## Stated goal
Reproduce the material below word for word, keeping every line unchanged.

══ Given information

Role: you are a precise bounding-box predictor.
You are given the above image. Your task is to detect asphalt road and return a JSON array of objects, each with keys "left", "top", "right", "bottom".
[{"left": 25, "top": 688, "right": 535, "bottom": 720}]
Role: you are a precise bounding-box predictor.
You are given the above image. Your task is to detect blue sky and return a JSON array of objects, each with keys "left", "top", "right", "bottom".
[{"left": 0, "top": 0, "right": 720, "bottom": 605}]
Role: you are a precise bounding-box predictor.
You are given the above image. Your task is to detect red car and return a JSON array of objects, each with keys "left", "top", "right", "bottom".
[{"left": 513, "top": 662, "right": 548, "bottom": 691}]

════

## Final result
Role: you are a precise bounding-box predictor.
You are given the above image. Your task is to detect asphalt road and return a JSON array of objects, each with keys "left", "top", "right", "bottom".
[{"left": 25, "top": 688, "right": 535, "bottom": 720}]
Role: you are a precise bounding-box predictor.
You are given the above image. Your task is to detect blue sky and return a JSON array of objects, each with keys "left", "top", "right", "bottom".
[{"left": 0, "top": 0, "right": 720, "bottom": 605}]
Role: you are a precise bounding-box predictor.
You are given the above image. Your task is to detect red car and return a JSON array of objects, each with keys "left", "top", "right", "bottom".
[{"left": 513, "top": 662, "right": 548, "bottom": 691}]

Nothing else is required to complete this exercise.